▸ **What needs to be done**: Copy each record exactly and skip its pictures.

▸ **Task data**:
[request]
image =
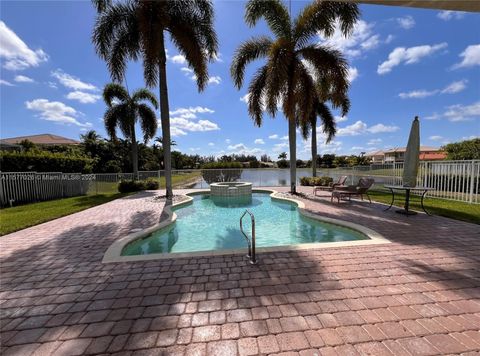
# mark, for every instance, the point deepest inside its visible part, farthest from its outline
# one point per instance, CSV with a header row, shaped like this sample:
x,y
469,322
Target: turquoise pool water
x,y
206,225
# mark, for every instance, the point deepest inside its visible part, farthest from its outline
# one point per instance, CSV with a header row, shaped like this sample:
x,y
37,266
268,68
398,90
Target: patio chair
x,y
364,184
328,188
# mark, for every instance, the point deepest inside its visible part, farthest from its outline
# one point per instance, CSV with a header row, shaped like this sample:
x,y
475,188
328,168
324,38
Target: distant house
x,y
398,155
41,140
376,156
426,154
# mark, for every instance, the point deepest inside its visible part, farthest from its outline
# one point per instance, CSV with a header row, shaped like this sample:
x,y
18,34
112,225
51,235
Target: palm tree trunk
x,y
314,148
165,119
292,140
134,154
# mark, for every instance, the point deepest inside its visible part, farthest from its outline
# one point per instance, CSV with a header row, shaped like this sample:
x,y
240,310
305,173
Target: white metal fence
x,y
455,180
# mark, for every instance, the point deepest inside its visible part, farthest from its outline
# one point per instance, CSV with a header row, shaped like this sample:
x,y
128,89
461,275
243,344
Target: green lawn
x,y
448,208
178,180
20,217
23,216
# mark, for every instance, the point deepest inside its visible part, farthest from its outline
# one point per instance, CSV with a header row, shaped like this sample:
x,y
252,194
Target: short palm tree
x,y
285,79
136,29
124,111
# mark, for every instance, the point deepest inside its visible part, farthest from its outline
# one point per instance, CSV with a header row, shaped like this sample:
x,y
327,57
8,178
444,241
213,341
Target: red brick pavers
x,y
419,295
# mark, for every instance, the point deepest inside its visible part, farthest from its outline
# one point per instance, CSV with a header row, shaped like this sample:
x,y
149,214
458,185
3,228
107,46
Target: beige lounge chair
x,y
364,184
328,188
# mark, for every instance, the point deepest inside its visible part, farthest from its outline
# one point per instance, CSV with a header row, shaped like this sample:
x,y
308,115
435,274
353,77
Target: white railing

▸ **Solution**:
[request]
image =
# mark, for every instance, the point deepest inside its visible part, farthest from its outline
# one point per instance, CSV with a header row, shaped like this sample:
x,y
469,322
Target: turquoise pool water
x,y
206,225
# mark, for every instance, the point deepest inside its visible part, farthest from its outline
# one point per instance, CSV with a header row, shaped like this sample:
x,y
37,266
268,68
398,90
Target: patio chair
x,y
364,184
328,188
# mark, for every instance, the point deepest inside its visible part, farthest from its outline
# one point per instance, CSV with a header row, shaped like this sample:
x,y
475,188
328,168
324,38
Target: distant house
x,y
398,155
41,140
376,156
426,154
# mark, for every instance, the point deepest inside its visible part, farthest from its outline
# one point per instance, CSV with a header row, shaped like this sample:
x,y
18,34
112,225
51,235
Target: palm tree trunk
x,y
314,148
165,119
292,140
134,154
# mark, for every instance, the point deepest inside its visible part, farthest from its outline
# one point per instance, CSV with a header row, shaped like this sample:
x,y
240,310
305,173
Target: white metal fence
x,y
455,180
# mark, for every instance, the point deepest inside its visible part, farthest from its outline
# one point per instance, CSV with a header row, shaped like this sample:
x,y
128,89
461,275
243,344
Target: green lawn
x,y
448,208
178,180
20,217
23,216
# mark, for every instance, the point deepest inside its visible part, farthest from its outline
# one point per instance, CSV with a header row, shaped like this sample:
x,y
252,194
Target: short palm tree
x,y
285,79
136,29
124,111
# mark, for every instance, the point deepest inside its visible part, farthest from its outline
# one point per instance, CSV with a header row, shaped like this sample:
x,y
327,57
8,178
444,241
213,341
Target: red brick pavers
x,y
419,295
# mark, for every instance, the point deepest inside its visible part, farthest from its outline
# one point per instance, CSV with a header row, shaped like this sample:
x,y
149,214
458,185
3,228
107,46
Target: beige lounge chair
x,y
364,184
328,188
# mark, for every instance, the point deepest inside its visible part, farthest from its outline
# one point per instance, CSV with a header row, shaped like this sample:
x,y
308,115
435,274
353,77
Target: white railing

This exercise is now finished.